◆ Document passage ◆

================================

Wednesday 2 November 2011

Port of Los Angeles

Port of Los Angeles, also called Los Angeles Harbor and WORLDPORT L.A, is a port complex that occupies 7,500 acres (3,000 ha) of land and water along 43 mi (69 km) of waterfront. The port is located on San Pedro Bay in the San Pedro neighborhood of Los Angeles, approximately 20 mi (32 km) south of downtown. The Port of Los Angeles adjoins the separate Port of Long Beach, employs over 16,000 people, and is the busiest container port in the United States. For public safety, the Port of Los Angeles utilizes the Los Angeles Port Police to fight crime and terrorism, and the Los Angeles City Lifeguards to provide lifeguarding services for inner Cabrillo Beach.



History
The L.A. Harbor, 1899


In 1542, Juan Rodriquez Cabrillo discovered the "Bay of Smokes". The south-facing San Pedro Bay was originally a shallow mudflat, too soft to support a wharf. Visiting ships had two choices: stay far out at anchor and have their goods and passengers ferried to shore; or beach themselves. That sticky process is described in Two Years Before the Mast by Richard Henry Dana, Jr., who was a crew member on an 1834 voyage that visited San Pedro Bay. Phineas Banning greatly improved shipping when he dredged the channel to Wilmington in 1871 to a depth of 10 feet (3.0 m). The port handled 50,000 tons of shipping that year. Banning owned a stagecoach line with routes connecting San Pedro to Salt Lake City, Utah and to Yuma, Arizona, and in 1868 he built a railroad to connect San Pedro Bay to Los Angeles, the first in the area.




Port of Los Angeles, 1913


After Banning's death in 1885 his sons pursued their interests in promoting the port, which handled 500,000 tons of shipping in that year. The Southern Pacific Railroad and Collis P. Huntington wanted to create Port Los Angeles at Santa Monica, and built the Long Wharf there in 1893. However the Los Angeles Times publisher Harrison Gray Otis and U.S. Senator Stephen White pushed for federal support of the Port of Los Angeles at San Pedro Bay. The Free Harbor Fight was settled when San Pedro was endorsed in 1897 by a commission headed by Rear Admiral John C. Walker (who later went to become the chair of the Isthmian Canal Commission in 1904). With U.S government support breakwater construction began in 1899 and the area was annexed to Los Angeles in 1909. The Los Angeles Harbor Commission was founded in 1907.

================================

◆ Data extract ◆

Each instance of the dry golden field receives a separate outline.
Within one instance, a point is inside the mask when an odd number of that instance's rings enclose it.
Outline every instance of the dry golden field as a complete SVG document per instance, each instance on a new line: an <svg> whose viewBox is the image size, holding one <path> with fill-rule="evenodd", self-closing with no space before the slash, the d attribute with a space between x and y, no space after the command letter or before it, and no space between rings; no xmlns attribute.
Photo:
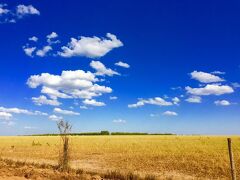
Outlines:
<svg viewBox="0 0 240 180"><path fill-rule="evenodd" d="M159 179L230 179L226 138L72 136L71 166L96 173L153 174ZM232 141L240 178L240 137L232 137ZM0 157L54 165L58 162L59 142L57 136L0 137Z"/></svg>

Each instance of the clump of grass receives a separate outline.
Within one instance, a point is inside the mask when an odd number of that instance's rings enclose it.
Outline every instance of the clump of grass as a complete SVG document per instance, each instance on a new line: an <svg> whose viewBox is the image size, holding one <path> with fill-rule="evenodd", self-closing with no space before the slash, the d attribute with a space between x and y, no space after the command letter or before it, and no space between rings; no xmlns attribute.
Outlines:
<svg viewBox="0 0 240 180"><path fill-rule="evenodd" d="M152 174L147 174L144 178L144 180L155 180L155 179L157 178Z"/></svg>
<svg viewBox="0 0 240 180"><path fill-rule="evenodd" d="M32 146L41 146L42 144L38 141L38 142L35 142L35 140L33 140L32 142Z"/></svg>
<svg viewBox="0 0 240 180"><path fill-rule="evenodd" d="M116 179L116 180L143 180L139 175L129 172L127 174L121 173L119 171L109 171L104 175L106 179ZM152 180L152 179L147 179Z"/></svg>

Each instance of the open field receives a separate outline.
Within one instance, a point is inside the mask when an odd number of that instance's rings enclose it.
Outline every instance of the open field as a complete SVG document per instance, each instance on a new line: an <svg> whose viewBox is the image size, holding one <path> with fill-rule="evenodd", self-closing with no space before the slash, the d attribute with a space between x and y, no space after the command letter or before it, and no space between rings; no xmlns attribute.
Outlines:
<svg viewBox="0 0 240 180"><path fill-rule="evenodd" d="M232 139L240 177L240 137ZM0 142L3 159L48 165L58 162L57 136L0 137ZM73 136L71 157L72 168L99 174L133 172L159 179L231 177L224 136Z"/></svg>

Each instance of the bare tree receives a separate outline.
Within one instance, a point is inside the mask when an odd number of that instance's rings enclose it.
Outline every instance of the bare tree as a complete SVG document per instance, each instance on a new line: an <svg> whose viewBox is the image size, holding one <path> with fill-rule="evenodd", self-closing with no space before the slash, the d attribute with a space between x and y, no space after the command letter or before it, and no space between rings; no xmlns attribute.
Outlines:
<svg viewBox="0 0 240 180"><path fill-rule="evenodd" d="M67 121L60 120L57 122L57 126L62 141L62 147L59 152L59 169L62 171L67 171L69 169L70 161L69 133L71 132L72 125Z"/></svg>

================================

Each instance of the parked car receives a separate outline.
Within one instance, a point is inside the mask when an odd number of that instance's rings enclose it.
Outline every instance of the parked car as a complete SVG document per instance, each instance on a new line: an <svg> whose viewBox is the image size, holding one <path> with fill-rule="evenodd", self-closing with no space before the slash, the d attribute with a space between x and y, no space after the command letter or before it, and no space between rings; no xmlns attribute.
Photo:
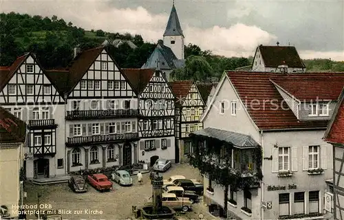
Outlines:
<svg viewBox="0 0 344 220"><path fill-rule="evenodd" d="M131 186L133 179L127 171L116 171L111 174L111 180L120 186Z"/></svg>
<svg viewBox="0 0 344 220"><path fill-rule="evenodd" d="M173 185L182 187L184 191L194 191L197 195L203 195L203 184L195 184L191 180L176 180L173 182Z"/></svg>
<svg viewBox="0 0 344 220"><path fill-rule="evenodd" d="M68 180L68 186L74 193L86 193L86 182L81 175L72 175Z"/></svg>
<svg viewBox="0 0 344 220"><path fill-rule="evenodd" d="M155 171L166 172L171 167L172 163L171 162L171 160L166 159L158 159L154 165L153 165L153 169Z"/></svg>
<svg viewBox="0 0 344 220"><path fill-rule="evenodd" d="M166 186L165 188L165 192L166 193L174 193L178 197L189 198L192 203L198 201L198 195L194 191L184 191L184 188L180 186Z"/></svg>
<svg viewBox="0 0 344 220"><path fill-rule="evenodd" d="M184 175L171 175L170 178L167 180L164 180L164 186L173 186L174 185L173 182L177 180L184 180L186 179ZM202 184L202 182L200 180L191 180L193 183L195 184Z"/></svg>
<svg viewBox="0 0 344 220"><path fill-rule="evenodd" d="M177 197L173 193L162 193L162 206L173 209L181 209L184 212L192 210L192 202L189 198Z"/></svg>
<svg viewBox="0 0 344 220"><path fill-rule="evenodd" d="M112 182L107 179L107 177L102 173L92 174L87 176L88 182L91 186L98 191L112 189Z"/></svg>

================================

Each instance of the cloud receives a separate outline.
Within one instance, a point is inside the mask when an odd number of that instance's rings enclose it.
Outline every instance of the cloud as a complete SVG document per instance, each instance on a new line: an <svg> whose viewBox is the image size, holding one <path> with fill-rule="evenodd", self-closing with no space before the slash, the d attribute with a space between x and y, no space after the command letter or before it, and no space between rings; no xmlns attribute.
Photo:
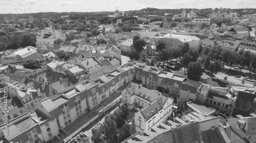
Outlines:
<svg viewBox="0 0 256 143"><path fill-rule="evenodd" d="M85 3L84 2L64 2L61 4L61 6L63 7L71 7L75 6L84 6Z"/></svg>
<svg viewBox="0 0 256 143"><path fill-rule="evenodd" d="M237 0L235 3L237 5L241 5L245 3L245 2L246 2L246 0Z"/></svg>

================================

◆ Aim A ◆
Translate this sentence from the Port of Los Angeles text into Spanish: "The Los Angeles Harbor Commission was founded in 1907."
◆ Aim B ◆
Quote the Port of Los Angeles text word for word, everything from "Port of Los Angeles, also" down to "inner Cabrillo Beach.".

◆ Exercise result A ◆
La Comisión del Puerto de Los Ángeles se fundó en 1907.

◆ Exercise result B ◆
Port of Los Angeles, also called Los Angeles Harbor and WORLDPORT L.A, is a port complex that occupies 7,500 acres (3,000 ha) of land and water along 43 mi (69 km) of waterfront. The port is located on San Pedro Bay in the San Pedro neighborhood of Los Angeles, approximately 20 mi (32 km) south of downtown. The Port of Los Angeles adjoins the separate Port of Long Beach, employs over 16,000 people, and is the busiest container port in the United States. For public safety, the Port of Los Angeles utilizes the Los Angeles Port Police to fight crime and terrorism, and the Los Angeles City Lifeguards to provide lifeguarding services for inner Cabrillo Beach.